GIVEN TEXT.
## Regex

- $findall$ - Returns a list containing all matches
- $search$ - Returns a match object if there is match anywhere in the string
- $split$ - Returns a list where the string has been split at each match
- $sub$ - Replaces one or many matches with string


- \s -> space character
- \S -> except space character
- \d -> any digit
- \D -> except digit
- \w -> any word character (alphanumeric [a-zA-Z0-9])
- \W -> any character except word (special characters [^a-zA-Z0-9]) 
- $.$ -> every character

- [] : a set of characters [a-m]
- \ : signals a special sequence (can also be used to escape speical characters "\d")
- $.$ : any character (except newline character) "he..o"
- ^ : starts with "^hello"
- [insert dollar sign] : ends with "world$"
- [insert * sign] : zero or more occorunces " "aix*"
- [insert + sign] : one or more occurence "aix+"
- {} : Exactly the specified number of occurence al{2}
- | : either or "falls|stays"

In [2]:
import re
help(re)

Help on module re:

NAME
    re - Support for regular expressions (RE).

DESCRIPTION
    This module provides regular expression matching operations similar to
    those found in Perl.  It supports both 8-bit and Unicode strings; both
    the pattern and the strings being processed can contain null bytes and
    characters outside the US ASCII range.
    
    Regular expressions can contain both special and ordinary characters.
    Most ordinary characters, like "A", "a", or "0", are the simplest
    regular expressions; they simply match themselves.  You can
    concatenate ordinary characters, so last matches the string 'last'.
    
    The special characters are:
        "."      Matches any character except a newline.
        "^"      Matches the start of the string.
        "$"      Matches the end of the string or just before the newline at
                 the end of the string.
        "*"      Matches 0 or more (greedy) repetitions of the preceding RE.
                 Greedy 

In [7]:
txt = "This is a string where you can find a list of words in the text"

WHAT THIS EXERCISE ASKS.
• A. Reproduce the part of the regex notes starting with "The special characters" and going on through "the preceding RE.".
• B. In the regex notes, what does the split function return?
• C. Carry the regex notes forward from their final line.
The data after this point comes from a separate, unrelated source.

GIVEN INFORMATION.

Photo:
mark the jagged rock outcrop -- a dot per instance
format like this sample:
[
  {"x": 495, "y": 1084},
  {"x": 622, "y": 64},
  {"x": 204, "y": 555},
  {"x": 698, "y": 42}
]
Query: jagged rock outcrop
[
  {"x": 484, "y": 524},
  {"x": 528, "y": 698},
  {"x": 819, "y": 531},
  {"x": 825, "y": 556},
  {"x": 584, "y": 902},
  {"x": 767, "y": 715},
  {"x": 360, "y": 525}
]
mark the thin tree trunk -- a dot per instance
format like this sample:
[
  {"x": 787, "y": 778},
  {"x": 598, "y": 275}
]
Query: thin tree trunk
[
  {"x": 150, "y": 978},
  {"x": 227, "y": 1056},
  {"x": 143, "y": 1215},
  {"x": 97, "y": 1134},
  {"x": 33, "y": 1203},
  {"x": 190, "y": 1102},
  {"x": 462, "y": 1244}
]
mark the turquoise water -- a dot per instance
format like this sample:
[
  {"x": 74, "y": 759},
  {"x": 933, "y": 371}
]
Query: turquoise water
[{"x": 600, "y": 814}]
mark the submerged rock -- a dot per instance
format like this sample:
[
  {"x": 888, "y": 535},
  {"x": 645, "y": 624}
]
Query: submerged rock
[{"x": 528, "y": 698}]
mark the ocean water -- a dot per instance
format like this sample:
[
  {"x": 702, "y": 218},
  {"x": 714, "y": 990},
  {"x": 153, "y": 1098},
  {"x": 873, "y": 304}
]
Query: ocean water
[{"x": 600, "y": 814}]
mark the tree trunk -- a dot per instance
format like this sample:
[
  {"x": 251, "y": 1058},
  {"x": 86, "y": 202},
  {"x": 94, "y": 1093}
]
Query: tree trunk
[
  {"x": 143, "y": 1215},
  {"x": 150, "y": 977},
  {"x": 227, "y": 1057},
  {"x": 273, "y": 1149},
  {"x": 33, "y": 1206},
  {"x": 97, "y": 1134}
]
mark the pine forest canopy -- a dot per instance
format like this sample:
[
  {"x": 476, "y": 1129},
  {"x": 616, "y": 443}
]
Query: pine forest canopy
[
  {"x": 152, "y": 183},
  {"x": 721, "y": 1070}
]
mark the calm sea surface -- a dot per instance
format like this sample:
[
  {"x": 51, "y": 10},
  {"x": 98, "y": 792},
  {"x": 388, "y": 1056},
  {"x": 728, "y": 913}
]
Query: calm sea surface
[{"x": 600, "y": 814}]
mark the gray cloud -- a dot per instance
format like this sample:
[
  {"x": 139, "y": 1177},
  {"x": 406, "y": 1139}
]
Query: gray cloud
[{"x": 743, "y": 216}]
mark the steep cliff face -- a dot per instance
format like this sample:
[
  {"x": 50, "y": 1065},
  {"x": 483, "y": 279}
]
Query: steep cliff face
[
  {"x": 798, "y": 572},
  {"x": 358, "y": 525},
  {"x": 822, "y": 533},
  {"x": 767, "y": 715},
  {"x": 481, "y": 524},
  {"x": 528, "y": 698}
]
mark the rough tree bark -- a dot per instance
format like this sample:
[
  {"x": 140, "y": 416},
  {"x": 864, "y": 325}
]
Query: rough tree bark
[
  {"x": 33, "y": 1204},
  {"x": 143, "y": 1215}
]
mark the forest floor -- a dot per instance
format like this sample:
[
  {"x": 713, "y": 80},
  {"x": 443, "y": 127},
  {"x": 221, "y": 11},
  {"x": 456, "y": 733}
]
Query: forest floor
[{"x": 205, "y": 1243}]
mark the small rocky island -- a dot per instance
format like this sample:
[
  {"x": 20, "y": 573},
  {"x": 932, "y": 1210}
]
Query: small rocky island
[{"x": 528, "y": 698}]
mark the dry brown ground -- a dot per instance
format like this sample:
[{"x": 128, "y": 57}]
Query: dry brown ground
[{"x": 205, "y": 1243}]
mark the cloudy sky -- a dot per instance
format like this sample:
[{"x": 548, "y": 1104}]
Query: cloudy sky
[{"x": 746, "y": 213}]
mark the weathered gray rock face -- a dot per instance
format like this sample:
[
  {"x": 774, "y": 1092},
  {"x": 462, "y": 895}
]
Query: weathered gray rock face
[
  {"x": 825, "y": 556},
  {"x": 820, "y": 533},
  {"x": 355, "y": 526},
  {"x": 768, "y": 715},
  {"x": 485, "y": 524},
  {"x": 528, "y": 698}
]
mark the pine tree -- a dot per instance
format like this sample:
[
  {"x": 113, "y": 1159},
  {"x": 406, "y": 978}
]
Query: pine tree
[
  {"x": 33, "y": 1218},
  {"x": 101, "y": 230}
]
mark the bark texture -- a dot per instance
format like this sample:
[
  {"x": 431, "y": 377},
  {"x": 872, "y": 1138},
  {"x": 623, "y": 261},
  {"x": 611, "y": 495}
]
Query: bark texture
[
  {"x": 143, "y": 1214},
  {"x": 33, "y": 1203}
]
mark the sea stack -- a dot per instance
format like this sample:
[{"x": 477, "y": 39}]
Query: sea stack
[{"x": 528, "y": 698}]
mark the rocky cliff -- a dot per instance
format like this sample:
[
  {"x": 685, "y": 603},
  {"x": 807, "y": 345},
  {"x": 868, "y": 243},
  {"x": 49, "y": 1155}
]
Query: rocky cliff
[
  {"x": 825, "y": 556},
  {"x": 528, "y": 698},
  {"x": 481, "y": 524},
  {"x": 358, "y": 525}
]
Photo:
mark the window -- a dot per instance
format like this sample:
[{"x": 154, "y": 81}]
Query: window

ANSWERS FOR THE EXERCISE.
• A.
The special characters are:
        "."      Matches any character except a newline.
        "^"      Matches the start of the string.
        "$"      Matches the end of the string or just before the newline at
                 the end of the string.
        "*"      Matches 0 or more (greedy) repetitions of the preceding RE.

• B. A list where the string has been split at each match.

• C.
# x = re.findall("\s",txt)
x = re.findall("\S+",txt)
x

['This',
 'is',
 'a',
 'string',
 'where',
 'you',
 'can',
 'find',
 'a',
 'list',
 'of',
 'words',
 'in',
 'the',
 'text']

In [8]:
txt = "How to use search in regular expression"
x = re.search("\s",txt)
x

<re.Match object; span=(3, 4), match=' '>

In [12]:
txt = "How to use search in regular expression"
x = re.search("\s",txt)
#x.start()
x.end()

4

In [23]:
txt = "I got 95% in my exam"
x = re.search("\d+%",txt)
x

<re.Match object; span=(6, 9), match='95%'>

In [24]:
txt = "How to substitute value in regular expression"
x = re.sub("\s","%20",txt)
x

'How%20to%20substitute%20value%20in%20regular%20expression'

In [31]:
pattern = '^\D+'
test_string = "python regular expressions learn with 22 examples"
result = re.match(pattern,test_string)
if result:
    print("Success: ",result)
else:
    print("No success: ",result)

Success:  <re.Match object; span=(0, 38), match='python regular expressions learn with '>


In [32]:
string = 'if you are 2 see that 4th row 5th column and 77 records'
pattern = '\d+'
result = re.findall(pattern,string)
print(result)

['2', '4', '5', '77']


In [33]:
string = 'find the employee details in 40th row 2nd file and 30th column % & *'
pattern = '\d+'
result = re.findall(pattern,string)
print(result)

['40', '2', '30']


In [34]:
string = 'yes, i found in 2nd row 5th column \
and 10 duplicate records $ with %'
pattern = '\W'
result = re.findall(pattern,string)
print(result)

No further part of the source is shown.